> _Compito A_: Traduci in inglese questa frase dell'intervista sul ciclismo: "Ho seguito la corsa in televisione e il livello è stato altissimo, penso che non ci sia molta differenza tra Van der Poel e Van Aert, sono veramente due fuoriclasse."
> _Compito B_: Prosegui l'intervista sul ciclismo a partire dall'ultima risposta riportata.

Il suo contratto con la EF Pro Cycling è in scadenza, terminerà nel 2021. Come le piacerebbe proseguire nel 2022?
«Con la mia squadra mi trovo molto bene, veramente hanno tanta fiducia in me, mi hanno rilanciato e io voglio ricambiare questa loro fiducia e per questo vorrei rinnovare il contratto con loro e abbiamo già iniziato a lavorarci. La EF Nippo è una bella realtà, sono seri e non ci fanno mancare nulla e se possono aiutarci lo fanno volentieri. Io ogni anno faccio un periodo di allenamento in Spagna sul Teide e la squadra ha organizzato per me una piccola bolla, nella quale saremo io, un mio compagno di squadra e un massaggiatore e per due settimane saremo in Spagna».
Mentre voi iniziate la preparazione per la prossima stagione, alcuni suoi colleghi sono impegnati nelle gare di ciclocross. Ieri c’è stata la sfida a Namur tra Van Aert e Van der Poel, l’ha seguita?
«A dire il vero ho iniziato a seguirla dalla mattina. Sono uscito in allenamento con Kristian Sbaragli, compagno di squadra di Van der Poel e abbiamo parlato proprio di questo. Ho seguito la corsa in televisione e il livello è stato altissimo, penso che non ci sia molta differenza tra Van der Poel e Van Aert, sono veramente due fuoriclasse».

Record di dati

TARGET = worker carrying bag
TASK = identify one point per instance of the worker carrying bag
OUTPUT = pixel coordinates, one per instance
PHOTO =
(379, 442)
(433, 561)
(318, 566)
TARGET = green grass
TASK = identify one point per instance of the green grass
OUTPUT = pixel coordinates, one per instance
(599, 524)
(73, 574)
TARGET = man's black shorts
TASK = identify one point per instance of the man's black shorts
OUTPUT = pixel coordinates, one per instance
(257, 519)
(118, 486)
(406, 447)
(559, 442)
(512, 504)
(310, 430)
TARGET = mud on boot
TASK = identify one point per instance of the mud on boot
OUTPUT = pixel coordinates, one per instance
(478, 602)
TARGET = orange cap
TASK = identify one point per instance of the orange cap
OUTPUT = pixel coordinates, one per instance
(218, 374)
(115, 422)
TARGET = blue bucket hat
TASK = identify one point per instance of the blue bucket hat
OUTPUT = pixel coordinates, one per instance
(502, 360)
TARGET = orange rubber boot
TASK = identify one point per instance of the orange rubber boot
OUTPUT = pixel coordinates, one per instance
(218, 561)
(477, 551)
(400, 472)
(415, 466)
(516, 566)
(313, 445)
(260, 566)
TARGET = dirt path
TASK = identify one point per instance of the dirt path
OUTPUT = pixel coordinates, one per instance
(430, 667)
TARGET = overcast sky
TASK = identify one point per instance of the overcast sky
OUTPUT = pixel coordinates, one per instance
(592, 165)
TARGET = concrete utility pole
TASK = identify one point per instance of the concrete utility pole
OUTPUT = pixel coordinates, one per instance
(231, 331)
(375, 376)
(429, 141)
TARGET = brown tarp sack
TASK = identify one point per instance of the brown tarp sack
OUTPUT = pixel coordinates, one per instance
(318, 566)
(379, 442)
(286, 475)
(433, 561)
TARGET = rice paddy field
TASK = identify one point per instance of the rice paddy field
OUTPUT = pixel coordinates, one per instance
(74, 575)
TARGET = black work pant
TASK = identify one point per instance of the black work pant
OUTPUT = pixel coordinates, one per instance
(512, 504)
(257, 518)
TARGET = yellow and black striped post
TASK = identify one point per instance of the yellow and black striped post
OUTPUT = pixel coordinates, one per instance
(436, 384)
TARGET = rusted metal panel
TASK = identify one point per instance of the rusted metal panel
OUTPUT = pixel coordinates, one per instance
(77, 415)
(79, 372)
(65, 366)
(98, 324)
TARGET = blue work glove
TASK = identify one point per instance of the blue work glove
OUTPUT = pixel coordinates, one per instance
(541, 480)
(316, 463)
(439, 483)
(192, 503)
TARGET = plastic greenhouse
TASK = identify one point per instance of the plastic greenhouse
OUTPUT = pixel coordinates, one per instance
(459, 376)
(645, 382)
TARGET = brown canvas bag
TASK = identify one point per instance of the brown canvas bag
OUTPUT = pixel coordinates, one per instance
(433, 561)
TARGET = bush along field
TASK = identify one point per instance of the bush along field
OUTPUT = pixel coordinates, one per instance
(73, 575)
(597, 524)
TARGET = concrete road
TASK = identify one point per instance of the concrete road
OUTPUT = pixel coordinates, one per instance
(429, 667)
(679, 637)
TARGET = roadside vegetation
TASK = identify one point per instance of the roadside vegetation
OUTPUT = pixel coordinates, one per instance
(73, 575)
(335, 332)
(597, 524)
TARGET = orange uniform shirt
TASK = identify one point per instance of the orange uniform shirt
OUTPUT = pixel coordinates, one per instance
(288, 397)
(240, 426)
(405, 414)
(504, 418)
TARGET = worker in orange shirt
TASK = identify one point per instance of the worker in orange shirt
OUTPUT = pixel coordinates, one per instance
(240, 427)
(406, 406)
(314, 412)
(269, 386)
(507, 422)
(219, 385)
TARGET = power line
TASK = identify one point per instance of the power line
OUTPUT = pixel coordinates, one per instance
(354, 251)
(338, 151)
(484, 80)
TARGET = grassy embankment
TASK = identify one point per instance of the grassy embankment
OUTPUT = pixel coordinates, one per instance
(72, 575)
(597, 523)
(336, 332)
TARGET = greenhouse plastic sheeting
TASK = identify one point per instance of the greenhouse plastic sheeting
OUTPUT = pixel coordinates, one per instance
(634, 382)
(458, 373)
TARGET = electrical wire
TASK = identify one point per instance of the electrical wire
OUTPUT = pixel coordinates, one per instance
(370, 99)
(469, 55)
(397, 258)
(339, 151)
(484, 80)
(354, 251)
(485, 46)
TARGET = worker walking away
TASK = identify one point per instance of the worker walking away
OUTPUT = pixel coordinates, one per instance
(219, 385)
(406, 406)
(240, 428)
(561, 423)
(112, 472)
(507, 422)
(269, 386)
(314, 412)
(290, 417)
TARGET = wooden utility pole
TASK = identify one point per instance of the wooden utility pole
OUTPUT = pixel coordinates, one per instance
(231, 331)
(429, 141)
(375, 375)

> _Risposta esercizio A_: I followed the race on television and the level was extremely high; I think there isn't much difference between Van der Poel and Van Aert, they are truly two champions.

> _Risposta esercizio B_:
I giovani del ciclismo oggi sono molto forti, sembra una generazione completamente diversa dalle precedenti. Secondo lei sono cresciuti in un modo diverso?
«Sono molto sfrontati, affrontano le corse a testa alta senza paura e non temono i corridori con più esperienza. Noi abbiamo iniziato in modo diverso, ci dicevano di tenere la testa bassa e di seguire quelli più esperti. Oggi questi ragazzi, arrivano al professionismo molto preparati, sia mentalmente che fisicamente. Ad esempio Hirschi, ma anche corridori come Bernal o Pogacar, che sono già dei grandi campioni, loro corrono a testa alta con la voglia di sentire il vento in faccia»
Parlando di Covid, ci sono stati corridori come Roglic, o squadre come la UAE Emirates, che si sono già dichiarate a favore dei vaccini. Lei cosa pensa?
«Io penso che dopo aver vaccinato sanitari, persone a rischio perché con patologi e anziani, sia giusto vaccinare anche noi. Quando sarà possibile io voglio fare il vaccino. Noi pratichiamo il ciclismo, viaggiamo in tutto il mondo e per questo siamo esposti di più al contagio. Penso che debbano essere vaccinate tutte quelle categorie che per lavoro devono spostarsi in tutto il mondo e dovremmo rientrarci anche noi».
Quali saranno i suoi obiettivi per la prossima stagione?
«Voglio correre ad alti livelli concentrandomi sulle classiche. Da italiano mi piacerebbe vincere Strade Bianche e la Sanremo, ma alla fine ogni corsa è importante e può diventare un successo. Strade Bianche però, rimane un mio desiderio speciale, si corre a 20 chilometri dalla mia casa, conosco queste strade e venivo a vedere questa corsa e poi c’era Cancellara che vinceva».
Le Olimpiadi cosa rappresentano per lei?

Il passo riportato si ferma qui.